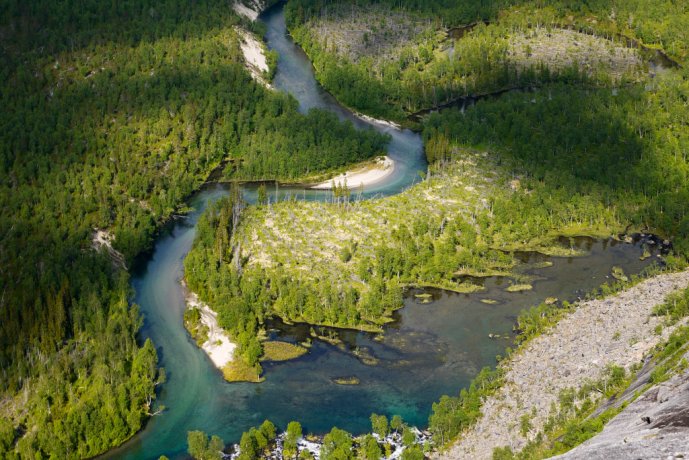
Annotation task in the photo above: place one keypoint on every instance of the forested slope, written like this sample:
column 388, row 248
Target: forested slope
column 586, row 156
column 112, row 114
column 424, row 54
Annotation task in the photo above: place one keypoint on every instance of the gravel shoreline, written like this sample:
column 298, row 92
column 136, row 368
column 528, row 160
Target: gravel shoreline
column 617, row 330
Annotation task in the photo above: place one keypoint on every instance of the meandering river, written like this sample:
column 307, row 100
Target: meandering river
column 432, row 349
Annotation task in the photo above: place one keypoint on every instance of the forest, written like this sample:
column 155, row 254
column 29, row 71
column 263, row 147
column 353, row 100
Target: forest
column 387, row 436
column 615, row 160
column 435, row 68
column 113, row 113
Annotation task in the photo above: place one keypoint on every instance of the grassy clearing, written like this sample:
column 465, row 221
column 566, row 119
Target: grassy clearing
column 352, row 380
column 275, row 350
column 239, row 371
column 447, row 219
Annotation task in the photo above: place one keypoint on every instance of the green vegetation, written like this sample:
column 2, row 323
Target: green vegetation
column 390, row 64
column 112, row 115
column 352, row 380
column 453, row 414
column 275, row 350
column 292, row 436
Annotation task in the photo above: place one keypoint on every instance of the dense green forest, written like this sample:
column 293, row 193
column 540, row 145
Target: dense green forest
column 433, row 68
column 264, row 441
column 614, row 159
column 244, row 296
column 113, row 113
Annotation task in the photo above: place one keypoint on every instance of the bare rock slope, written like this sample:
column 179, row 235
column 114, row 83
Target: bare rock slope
column 617, row 330
column 654, row 426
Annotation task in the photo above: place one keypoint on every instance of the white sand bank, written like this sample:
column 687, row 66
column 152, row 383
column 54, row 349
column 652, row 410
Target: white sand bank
column 218, row 347
column 363, row 177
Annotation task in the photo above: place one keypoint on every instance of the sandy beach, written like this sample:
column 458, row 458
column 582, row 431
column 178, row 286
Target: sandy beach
column 218, row 347
column 362, row 177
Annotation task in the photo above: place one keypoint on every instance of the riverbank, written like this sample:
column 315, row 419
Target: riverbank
column 619, row 330
column 366, row 176
column 219, row 348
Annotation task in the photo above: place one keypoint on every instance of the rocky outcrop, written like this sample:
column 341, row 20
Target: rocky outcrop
column 618, row 330
column 249, row 8
column 654, row 426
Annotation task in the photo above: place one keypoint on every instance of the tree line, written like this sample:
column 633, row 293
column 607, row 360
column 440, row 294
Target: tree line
column 113, row 113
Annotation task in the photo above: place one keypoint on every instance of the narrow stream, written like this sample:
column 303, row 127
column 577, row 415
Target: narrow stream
column 432, row 349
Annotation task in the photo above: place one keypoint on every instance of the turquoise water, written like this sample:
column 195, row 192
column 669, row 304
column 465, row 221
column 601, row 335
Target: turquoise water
column 432, row 349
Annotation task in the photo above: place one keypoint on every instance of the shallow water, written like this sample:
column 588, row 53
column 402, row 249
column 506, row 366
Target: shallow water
column 432, row 349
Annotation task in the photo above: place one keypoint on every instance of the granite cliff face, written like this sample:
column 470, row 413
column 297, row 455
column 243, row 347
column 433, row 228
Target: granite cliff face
column 250, row 8
column 618, row 330
column 654, row 426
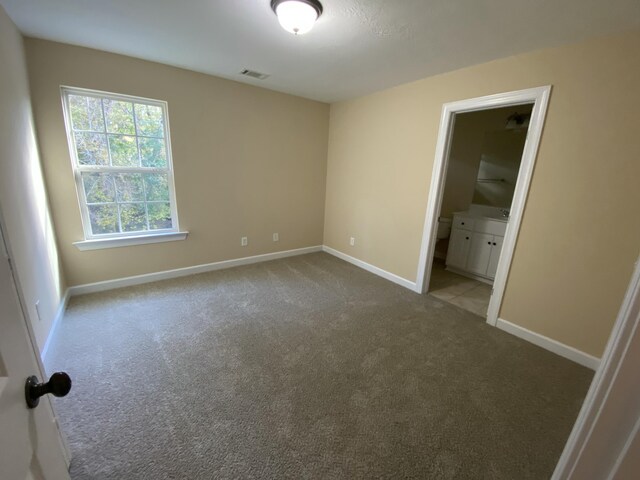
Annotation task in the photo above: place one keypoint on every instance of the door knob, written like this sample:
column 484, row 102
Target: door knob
column 58, row 385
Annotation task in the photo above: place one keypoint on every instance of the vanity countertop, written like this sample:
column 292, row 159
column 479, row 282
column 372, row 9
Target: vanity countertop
column 498, row 217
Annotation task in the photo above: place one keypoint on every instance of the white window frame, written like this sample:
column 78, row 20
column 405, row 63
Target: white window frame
column 107, row 240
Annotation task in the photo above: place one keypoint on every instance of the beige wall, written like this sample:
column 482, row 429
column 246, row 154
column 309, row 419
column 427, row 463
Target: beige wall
column 580, row 234
column 23, row 199
column 247, row 161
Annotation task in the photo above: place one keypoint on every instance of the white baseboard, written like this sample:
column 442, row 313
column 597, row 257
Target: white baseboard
column 183, row 272
column 56, row 320
column 547, row 343
column 392, row 277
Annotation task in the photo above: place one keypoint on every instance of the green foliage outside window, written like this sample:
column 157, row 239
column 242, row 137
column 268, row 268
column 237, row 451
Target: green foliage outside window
column 122, row 135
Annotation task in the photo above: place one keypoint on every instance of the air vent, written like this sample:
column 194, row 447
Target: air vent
column 251, row 73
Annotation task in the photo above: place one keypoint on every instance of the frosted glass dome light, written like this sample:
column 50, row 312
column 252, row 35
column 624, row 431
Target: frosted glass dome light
column 297, row 16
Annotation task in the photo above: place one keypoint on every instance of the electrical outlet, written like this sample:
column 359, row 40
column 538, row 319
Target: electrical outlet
column 38, row 310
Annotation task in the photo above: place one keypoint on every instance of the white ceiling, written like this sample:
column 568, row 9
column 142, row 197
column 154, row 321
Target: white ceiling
column 357, row 46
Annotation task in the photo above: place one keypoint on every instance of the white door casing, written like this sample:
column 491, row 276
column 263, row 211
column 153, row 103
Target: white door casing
column 539, row 97
column 30, row 442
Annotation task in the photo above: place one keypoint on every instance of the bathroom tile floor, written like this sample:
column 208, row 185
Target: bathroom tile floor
column 464, row 292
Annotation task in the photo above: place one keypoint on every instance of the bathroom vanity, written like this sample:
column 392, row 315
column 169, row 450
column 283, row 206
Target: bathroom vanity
column 475, row 245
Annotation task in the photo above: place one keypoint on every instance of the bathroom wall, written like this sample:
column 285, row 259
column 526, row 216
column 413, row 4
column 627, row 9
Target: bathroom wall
column 24, row 205
column 476, row 134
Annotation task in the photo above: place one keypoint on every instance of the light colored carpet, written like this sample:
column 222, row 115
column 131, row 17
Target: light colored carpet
column 306, row 367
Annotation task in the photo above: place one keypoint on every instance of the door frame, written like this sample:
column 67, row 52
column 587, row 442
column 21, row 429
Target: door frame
column 539, row 97
column 616, row 436
column 46, row 403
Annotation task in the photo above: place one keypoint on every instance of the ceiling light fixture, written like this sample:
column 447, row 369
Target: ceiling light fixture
column 297, row 16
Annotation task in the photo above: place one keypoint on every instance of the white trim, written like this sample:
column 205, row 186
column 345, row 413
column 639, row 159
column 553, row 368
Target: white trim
column 615, row 355
column 550, row 344
column 183, row 272
column 97, row 244
column 62, row 306
column 540, row 98
column 392, row 277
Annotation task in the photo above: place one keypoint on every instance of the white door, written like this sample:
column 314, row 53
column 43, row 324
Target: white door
column 458, row 248
column 495, row 256
column 30, row 443
column 479, row 253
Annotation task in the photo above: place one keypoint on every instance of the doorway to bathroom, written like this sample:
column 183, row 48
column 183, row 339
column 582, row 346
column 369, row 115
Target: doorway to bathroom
column 484, row 161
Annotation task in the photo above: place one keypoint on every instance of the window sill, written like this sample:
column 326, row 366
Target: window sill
column 128, row 241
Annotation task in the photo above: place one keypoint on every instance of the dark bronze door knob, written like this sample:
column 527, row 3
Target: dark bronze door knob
column 58, row 385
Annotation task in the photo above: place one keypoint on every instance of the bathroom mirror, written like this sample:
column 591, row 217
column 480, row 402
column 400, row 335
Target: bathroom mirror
column 499, row 166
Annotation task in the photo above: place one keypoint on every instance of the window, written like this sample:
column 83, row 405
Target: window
column 121, row 159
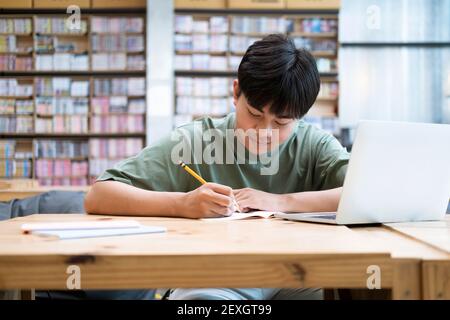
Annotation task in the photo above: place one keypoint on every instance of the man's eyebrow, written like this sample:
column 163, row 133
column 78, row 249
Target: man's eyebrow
column 285, row 117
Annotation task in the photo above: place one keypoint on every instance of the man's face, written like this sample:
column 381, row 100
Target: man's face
column 270, row 129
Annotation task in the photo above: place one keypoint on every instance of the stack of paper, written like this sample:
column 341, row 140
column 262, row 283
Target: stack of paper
column 89, row 229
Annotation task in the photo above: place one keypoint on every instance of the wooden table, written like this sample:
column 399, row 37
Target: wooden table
column 193, row 253
column 435, row 269
column 20, row 193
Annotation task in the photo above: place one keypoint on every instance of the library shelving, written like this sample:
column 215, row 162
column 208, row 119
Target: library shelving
column 209, row 45
column 70, row 99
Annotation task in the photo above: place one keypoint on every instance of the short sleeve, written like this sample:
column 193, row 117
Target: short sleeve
column 330, row 164
column 151, row 169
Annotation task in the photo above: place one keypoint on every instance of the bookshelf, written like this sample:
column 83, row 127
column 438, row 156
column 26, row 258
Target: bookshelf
column 70, row 100
column 209, row 45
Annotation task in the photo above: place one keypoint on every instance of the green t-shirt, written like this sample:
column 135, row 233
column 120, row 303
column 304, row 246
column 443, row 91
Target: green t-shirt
column 309, row 160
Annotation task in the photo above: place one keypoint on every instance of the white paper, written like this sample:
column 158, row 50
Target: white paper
column 244, row 215
column 92, row 233
column 77, row 225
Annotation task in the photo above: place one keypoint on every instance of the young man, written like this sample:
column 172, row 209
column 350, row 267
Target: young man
column 287, row 165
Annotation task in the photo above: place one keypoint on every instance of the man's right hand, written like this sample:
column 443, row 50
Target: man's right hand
column 210, row 200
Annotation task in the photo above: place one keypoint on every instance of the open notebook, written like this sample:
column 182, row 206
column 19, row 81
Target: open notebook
column 244, row 215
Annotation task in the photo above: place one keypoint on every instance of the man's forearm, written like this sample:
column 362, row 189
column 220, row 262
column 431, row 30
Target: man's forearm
column 117, row 198
column 313, row 201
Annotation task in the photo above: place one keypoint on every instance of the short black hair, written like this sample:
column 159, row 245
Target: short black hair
column 274, row 72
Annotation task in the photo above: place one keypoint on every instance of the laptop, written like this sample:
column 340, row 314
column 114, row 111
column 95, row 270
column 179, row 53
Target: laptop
column 398, row 172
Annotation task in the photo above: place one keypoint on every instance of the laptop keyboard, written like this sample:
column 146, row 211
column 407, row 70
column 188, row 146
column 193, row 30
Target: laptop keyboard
column 325, row 216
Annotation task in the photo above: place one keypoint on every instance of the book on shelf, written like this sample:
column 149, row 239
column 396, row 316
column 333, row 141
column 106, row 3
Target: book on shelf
column 101, row 24
column 117, row 42
column 123, row 123
column 315, row 25
column 109, row 61
column 47, row 168
column 214, row 24
column 11, row 62
column 260, row 25
column 62, row 124
column 203, row 106
column 15, row 168
column 7, row 148
column 62, row 105
column 16, row 106
column 62, row 86
column 214, row 86
column 61, row 149
column 16, row 124
column 117, row 104
column 15, row 25
column 133, row 86
column 72, row 181
column 62, row 62
column 114, row 148
column 58, row 25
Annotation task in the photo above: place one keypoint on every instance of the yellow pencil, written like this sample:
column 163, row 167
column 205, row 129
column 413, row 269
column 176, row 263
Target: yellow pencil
column 201, row 180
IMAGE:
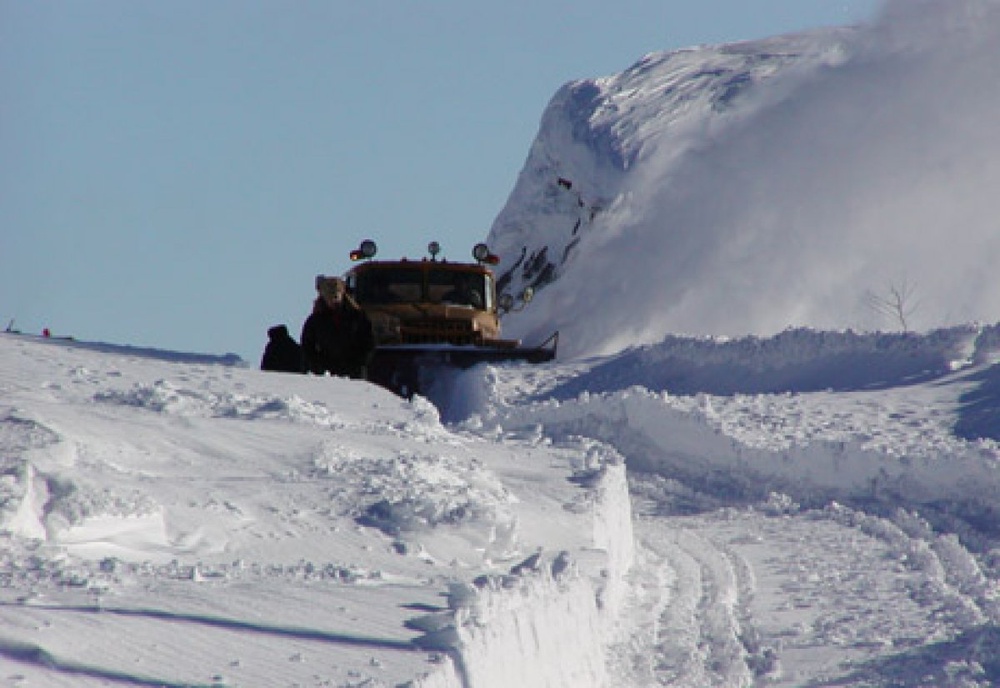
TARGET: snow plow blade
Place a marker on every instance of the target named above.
(408, 369)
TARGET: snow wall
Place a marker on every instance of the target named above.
(546, 623)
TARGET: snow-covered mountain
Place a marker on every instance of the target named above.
(812, 180)
(811, 506)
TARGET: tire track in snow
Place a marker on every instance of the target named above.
(687, 604)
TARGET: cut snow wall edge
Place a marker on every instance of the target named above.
(546, 624)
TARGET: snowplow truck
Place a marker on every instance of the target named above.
(430, 315)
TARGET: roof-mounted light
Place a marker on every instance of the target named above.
(366, 250)
(481, 252)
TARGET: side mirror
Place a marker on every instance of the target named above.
(508, 303)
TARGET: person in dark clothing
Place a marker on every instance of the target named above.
(337, 338)
(282, 353)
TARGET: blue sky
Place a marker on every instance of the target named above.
(174, 174)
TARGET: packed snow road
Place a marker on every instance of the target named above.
(819, 538)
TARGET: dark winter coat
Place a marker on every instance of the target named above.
(282, 353)
(338, 341)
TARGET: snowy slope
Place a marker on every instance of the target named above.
(196, 523)
(172, 523)
(791, 182)
(792, 504)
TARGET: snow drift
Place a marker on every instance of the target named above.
(747, 188)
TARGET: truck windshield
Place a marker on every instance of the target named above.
(402, 285)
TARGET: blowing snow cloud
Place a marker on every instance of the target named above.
(871, 164)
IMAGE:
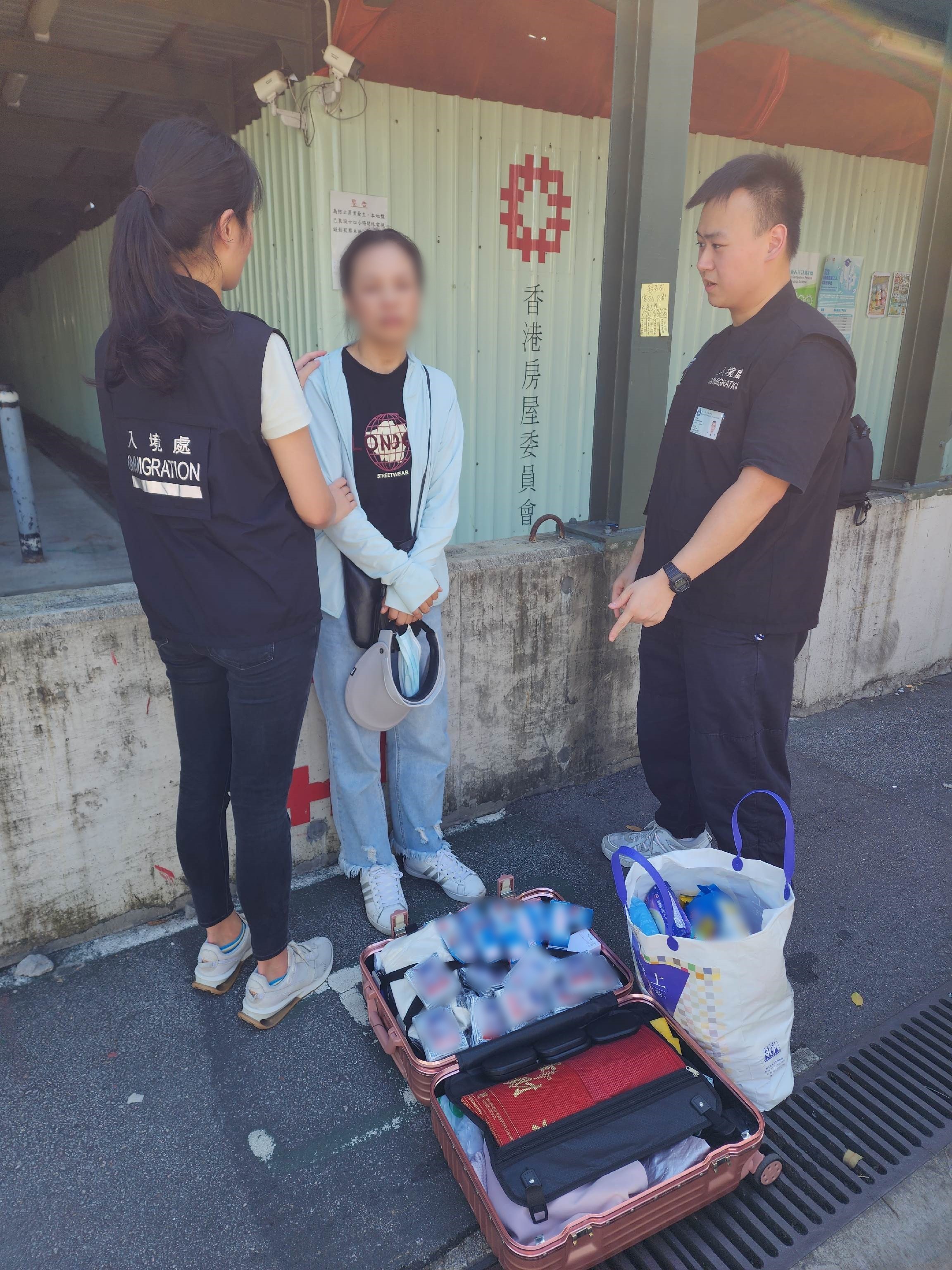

§ Problem
From the listing above, copy every line that includes the word "truck".

§ Answer to the problem
TARGET: snowplow truck
TARGET: truck windshield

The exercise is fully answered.